======== EXERCISE MATERIALS

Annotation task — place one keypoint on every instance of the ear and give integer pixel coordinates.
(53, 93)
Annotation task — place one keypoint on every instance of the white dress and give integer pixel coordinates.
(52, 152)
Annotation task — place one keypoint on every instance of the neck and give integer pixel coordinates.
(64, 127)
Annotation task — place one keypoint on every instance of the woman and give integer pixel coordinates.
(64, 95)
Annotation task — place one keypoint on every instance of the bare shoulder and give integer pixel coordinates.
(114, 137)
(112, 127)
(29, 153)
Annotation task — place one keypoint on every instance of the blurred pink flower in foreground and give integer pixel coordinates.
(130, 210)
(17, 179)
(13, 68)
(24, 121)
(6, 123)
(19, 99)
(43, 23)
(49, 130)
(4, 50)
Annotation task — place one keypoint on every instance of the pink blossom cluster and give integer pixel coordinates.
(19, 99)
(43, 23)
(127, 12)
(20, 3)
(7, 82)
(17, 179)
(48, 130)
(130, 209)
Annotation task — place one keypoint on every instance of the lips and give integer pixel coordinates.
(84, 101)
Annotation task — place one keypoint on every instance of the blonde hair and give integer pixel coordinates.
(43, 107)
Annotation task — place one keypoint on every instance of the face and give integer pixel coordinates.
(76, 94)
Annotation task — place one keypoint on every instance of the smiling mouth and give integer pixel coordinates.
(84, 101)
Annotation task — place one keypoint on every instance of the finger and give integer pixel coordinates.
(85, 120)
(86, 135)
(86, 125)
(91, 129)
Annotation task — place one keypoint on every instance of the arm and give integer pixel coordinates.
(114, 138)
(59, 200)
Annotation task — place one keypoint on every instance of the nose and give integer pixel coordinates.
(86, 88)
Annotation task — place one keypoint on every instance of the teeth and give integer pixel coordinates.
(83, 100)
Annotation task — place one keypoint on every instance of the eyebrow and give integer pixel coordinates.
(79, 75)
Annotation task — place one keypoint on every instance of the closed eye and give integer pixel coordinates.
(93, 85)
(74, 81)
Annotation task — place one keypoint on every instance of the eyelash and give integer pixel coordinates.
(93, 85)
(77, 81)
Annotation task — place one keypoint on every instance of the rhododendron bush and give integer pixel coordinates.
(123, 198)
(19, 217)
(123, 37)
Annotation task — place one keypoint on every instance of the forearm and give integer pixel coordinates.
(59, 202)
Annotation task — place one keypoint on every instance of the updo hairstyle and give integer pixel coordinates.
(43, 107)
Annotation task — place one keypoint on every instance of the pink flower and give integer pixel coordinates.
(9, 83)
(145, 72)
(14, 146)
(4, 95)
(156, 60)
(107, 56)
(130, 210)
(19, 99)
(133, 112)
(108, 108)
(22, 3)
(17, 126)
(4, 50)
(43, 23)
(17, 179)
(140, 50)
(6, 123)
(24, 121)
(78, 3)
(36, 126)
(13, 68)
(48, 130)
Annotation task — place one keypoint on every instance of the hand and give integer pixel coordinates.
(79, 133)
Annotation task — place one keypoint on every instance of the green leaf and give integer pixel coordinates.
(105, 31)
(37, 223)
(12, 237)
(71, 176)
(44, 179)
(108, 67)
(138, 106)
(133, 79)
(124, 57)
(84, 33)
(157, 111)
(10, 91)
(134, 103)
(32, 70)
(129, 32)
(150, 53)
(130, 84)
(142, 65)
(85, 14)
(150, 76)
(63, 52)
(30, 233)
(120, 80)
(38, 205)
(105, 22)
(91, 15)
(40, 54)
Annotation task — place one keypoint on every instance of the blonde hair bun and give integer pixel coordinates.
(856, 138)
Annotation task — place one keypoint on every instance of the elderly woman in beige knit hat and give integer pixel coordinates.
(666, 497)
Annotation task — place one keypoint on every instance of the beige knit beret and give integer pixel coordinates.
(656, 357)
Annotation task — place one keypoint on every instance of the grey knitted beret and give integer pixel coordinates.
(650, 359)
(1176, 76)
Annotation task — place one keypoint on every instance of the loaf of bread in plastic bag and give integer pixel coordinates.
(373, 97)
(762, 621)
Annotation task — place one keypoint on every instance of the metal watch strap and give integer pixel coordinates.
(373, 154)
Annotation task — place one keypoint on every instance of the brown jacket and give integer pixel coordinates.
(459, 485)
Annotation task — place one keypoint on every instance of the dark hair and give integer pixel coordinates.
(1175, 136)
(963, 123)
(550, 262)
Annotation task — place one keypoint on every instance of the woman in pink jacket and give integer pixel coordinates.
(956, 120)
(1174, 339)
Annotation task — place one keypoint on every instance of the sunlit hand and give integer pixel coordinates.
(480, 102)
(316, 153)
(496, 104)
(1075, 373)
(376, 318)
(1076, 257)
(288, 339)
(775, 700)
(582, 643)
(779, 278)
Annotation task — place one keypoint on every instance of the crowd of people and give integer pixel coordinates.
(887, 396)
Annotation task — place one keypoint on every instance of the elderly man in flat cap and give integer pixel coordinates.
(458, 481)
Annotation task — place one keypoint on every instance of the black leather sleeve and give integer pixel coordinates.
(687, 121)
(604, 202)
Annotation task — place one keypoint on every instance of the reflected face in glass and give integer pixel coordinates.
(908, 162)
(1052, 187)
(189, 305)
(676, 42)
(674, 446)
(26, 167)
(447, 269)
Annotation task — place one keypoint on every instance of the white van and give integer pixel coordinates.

================

> **PROBLEM STATEMENT**: Copy the material above word for word, starting at the line that contains "glass and give integer pixel coordinates." and continuing through its last line.

> **OUTPUT**:
Annotation task — place one keypoint on every instance of the reflected face in glass and give integer pixel coordinates.
(908, 162)
(1052, 187)
(189, 305)
(676, 42)
(674, 446)
(26, 167)
(447, 269)
Annotation task — place one keypoint on every instance of the white van and give integer pixel coordinates.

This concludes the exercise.